• _Task instructions_:
A: Answer these questions from the court opinion, one line each:
(i) Which statute is the action contended to be inhibited by?
(ii) What weekly salary did the jury find the first firm of Davis, Moody & Co. paid appellee during 1875?
(iii) When did the other members of the firm first learn of the note?
B: Decide whether each statement agrees with the court opinion, and support each yes or no with a quotation from it.
(i) In this case the promise was made to the creditor.
(ii) The jury found that the note was given for the balance of unpaid salary.
(iii) The answer alleges that Wm. Davis executed the note with the knowledge of the other members of the firm.
C: Retype the part of the court opinion between "As defenses to" and "is without consideration.", inclusive.

• _Excerpt_:

· · · · ·

It is contended that the action, being upon a promise to answer for the debt of another, is inhibited by Gen. Stat. (1881), Ch. 22, § 1. It is only where the promise is distinctly collateral that it is within the statute, and the party for whom the promise has been made must be liable to the party to whom it was made. The statute applies only to promises made to the person to whom another is amenable. 3 Parsons on Contracts (6th ed.), 21-27, and notes. That the statute of frauds applies only to promises made to the person to whom another is already or is to become responsible, and not to promises made to the debtor, on a sufficient consideration, may be regarded as conclusively settled both in England and in this country. North v. Robinson, 1 Duv. (Ky.) 71; Lucas v. Chamberlain, 8 B. Mon. (Ky.) 276; Hayden v. Christopher, 1 J. J. Marsh. (Ky.) 383. In this case the promise is made to the debtor, and not to the creditor, and is not a promise to answer for the debt of another in the meaning of the statute.
Appellants say that the reply contains no specific denial of the account pleaded by them as a set-off, and therefore judgment should have been rendered in their favor for the amount of it. Though the allegation of the answer in respect to the account is not traversed in the reply, a settlement of the account on the first of January, 1876, is alleged, and one of the questions submitted to the jury, to which they responded affirmatively in a special verdict, was whether there was such settlement.
As defenses to the note dated January 1, 1876, it is alleged in the answer: 1. That it is not the act and deed of the first firm of Davis, Moody & Co. 2. That it was executed by Wm. Davis, a member of that firm, without the knowledge or consent of the other members of the firm, and in pursuance of a fraudulent agreement between him, and appellee. 3. That it is without consideration.
*584In the absence of the evidence heard upon the trial, the facts can be but imperfectly understood, and only such conclusions can be arrived at as may be deduced from the pleadings and special findings of the jury. The jury, in the special verdicts, find and say, in substance, that the salary of the first firm of Davis, Moody & Co., paid to appellee during the year 1875, was thirty dollars per week, and none of the members of that firm but Davis agreed to pay him more than that for that year; that the note was executed by Davis without the consent of the other members of the firm, and they did not know of its execution at the time, and first learned of its existence from appellee in July, 1878. The jury further find that the note was given for balance of unpaid salary, and that appellee did not purposely conceal the fact that he held the note.
It then appears the note was executed by a member of the firm, and the consideration of it was unpaid salary. The other facts, that it was given without the knowledge or consent of the other members, and that the salary paid for 1875 was thirty dollars, and no other member of the firm except Davis agreed to pay more, do not invalidate the note because they stand isolated and appear to have no bearing upon the simple question whether the firm was indebted to appellee in the amount for which the note was given. Certainly they cannot, unexplained and unaided, negative the other fact found by the jury, that the note was given for the balance of unpaid salary, nor countervail the logical deduction from that fact, that such balance was a just demand. Neither is the court authorized, as the record stands, to say, notwithstanding the verdict of the jury and judgment of the court below, the execution of the note was fraudulent.

· · · · ·

• _Record set_:

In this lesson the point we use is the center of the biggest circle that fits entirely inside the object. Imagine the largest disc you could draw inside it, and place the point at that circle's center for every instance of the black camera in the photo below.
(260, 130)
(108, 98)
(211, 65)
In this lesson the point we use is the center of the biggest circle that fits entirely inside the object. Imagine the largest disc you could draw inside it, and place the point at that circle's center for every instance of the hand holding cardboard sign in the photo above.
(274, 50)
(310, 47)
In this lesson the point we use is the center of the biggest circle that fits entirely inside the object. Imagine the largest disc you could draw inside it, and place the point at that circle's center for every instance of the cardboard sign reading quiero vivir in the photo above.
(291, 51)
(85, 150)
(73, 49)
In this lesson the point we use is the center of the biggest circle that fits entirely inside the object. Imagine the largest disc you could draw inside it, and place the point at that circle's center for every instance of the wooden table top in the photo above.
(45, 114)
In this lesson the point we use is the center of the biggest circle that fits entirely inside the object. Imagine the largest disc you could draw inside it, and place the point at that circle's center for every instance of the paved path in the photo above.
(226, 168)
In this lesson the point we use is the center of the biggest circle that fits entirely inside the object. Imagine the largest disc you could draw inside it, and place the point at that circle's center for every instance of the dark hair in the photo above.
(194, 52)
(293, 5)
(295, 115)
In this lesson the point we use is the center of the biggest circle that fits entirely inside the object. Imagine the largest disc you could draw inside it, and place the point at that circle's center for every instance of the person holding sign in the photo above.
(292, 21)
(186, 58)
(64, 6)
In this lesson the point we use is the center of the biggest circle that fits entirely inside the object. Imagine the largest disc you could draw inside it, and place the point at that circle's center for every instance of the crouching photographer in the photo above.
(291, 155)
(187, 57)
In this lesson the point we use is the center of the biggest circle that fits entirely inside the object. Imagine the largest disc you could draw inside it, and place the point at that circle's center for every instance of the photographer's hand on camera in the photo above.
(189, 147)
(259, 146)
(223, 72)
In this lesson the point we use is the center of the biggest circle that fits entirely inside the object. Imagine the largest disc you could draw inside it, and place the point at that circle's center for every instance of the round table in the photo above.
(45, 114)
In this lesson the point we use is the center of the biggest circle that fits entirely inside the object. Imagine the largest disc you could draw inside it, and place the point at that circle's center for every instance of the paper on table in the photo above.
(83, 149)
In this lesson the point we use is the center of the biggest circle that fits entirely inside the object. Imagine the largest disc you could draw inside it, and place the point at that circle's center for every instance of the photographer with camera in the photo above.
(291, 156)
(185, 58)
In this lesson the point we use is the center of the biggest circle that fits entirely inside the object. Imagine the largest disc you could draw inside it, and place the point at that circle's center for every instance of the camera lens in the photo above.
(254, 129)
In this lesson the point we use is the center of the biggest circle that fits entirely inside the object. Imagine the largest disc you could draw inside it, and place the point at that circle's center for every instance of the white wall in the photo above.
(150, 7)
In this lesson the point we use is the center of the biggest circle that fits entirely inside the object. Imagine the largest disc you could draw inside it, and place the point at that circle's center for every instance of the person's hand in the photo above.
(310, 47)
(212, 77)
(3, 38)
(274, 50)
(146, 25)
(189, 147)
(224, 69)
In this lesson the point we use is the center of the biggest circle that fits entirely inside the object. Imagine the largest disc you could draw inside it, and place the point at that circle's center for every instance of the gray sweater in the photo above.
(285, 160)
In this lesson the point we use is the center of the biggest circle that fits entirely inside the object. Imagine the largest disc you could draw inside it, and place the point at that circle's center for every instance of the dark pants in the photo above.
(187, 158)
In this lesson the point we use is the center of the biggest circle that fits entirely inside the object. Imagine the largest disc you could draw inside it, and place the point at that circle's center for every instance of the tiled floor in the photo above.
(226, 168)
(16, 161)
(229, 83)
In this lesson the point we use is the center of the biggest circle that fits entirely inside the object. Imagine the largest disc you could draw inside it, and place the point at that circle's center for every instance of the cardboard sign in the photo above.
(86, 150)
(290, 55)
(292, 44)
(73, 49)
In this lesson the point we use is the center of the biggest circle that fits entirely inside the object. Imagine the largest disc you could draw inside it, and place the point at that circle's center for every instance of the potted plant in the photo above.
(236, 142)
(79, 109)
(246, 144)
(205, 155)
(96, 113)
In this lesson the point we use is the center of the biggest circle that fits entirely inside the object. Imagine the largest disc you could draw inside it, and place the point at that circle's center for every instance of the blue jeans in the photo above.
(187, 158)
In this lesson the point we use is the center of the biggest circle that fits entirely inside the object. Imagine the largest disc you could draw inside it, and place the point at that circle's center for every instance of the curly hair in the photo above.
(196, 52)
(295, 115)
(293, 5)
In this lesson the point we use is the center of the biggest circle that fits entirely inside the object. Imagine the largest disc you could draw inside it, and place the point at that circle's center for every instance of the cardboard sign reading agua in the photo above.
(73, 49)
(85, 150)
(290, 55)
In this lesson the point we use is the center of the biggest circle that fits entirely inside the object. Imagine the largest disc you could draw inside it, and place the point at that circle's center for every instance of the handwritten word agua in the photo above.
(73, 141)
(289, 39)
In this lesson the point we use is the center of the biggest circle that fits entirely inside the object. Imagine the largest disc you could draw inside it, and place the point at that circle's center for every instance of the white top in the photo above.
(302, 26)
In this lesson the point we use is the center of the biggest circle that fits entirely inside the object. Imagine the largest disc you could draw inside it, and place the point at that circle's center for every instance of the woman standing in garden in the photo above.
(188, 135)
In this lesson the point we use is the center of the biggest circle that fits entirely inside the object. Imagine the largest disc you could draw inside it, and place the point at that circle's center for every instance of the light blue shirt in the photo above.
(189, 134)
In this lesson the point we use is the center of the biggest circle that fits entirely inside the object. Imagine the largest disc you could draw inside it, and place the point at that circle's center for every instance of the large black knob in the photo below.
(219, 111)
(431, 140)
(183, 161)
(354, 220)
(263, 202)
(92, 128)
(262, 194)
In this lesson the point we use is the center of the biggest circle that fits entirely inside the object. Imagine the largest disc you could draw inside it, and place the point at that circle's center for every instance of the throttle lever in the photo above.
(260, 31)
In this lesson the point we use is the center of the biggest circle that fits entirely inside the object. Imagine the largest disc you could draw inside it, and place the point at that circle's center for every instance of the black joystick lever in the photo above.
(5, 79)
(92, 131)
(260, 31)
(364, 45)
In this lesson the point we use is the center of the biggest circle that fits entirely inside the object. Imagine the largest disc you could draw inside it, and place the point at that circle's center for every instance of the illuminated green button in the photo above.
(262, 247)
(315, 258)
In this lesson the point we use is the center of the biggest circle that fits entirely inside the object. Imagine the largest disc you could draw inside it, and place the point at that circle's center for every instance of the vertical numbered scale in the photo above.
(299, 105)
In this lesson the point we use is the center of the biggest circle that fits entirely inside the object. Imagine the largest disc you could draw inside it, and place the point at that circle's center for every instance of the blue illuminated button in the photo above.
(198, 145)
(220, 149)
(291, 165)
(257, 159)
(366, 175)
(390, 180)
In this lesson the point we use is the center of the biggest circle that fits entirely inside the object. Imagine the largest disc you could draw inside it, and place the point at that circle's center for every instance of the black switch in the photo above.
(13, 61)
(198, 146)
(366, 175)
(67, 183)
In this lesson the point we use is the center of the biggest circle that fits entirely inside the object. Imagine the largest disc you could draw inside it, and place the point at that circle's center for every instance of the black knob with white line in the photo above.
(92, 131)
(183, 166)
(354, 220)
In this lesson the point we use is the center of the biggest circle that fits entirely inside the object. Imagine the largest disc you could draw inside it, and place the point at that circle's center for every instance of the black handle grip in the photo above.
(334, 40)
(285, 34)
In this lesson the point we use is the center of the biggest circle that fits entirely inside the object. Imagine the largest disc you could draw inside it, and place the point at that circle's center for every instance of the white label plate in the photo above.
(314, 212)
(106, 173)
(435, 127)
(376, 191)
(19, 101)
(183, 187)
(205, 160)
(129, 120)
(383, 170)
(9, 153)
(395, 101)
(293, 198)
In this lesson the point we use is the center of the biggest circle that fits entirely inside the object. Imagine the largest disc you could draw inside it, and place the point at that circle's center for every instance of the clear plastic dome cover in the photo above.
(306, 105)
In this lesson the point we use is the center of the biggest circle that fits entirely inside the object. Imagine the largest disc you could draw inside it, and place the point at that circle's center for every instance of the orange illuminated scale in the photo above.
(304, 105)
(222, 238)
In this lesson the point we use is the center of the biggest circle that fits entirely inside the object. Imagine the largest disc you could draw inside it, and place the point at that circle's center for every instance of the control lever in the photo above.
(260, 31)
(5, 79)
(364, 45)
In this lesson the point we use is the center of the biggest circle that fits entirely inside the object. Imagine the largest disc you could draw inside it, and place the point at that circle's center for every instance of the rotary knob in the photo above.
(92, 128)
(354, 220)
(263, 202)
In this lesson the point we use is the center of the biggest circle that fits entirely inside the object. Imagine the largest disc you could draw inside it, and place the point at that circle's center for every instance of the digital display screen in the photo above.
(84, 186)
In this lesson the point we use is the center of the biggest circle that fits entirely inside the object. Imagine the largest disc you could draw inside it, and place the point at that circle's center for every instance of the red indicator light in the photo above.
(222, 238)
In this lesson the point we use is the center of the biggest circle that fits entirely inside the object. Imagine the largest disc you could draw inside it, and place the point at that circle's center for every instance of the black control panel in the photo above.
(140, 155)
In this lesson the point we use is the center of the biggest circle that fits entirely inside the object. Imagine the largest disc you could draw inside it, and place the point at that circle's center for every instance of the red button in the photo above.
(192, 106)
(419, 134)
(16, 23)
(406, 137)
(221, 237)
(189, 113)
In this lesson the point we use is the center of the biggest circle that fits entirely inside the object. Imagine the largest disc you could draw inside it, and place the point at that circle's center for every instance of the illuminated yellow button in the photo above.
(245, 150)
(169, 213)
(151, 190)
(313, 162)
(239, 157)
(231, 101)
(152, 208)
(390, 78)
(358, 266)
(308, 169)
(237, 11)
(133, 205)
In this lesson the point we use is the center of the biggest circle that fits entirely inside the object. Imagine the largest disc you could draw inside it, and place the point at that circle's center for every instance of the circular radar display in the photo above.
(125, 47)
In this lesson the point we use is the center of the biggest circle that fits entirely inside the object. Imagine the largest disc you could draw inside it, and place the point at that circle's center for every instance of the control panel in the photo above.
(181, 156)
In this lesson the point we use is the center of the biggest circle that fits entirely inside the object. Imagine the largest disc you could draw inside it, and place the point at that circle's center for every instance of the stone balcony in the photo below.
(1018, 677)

· · · · ·

• _Exercise solutions_:
A:
(i) Gen. Stat. (1881), Ch. 22, § 1.
(ii) Thirty dollars per week.
(iii) In July, 1878, from appellee.

B:
(i) No: "In this case the promise is made to the debtor, and not to the creditor"
(ii) Yes: "The jury further find that the note was given for balance of unpaid salary"
(iii) No: "without the knowledge or consent of the other members of the firm"

C:
As defenses to the note dated January 1, 1876, it is alleged in the answer: 1. That it is not the act and deed of the first firm of Davis, Moody & Co. 2. That it was executed by Wm. Davis, a member of that firm, without the knowledge or consent of the other members of the firm, and in pursuance of a fraudulent agreement between him, and appellee. 3. That it is without consideration.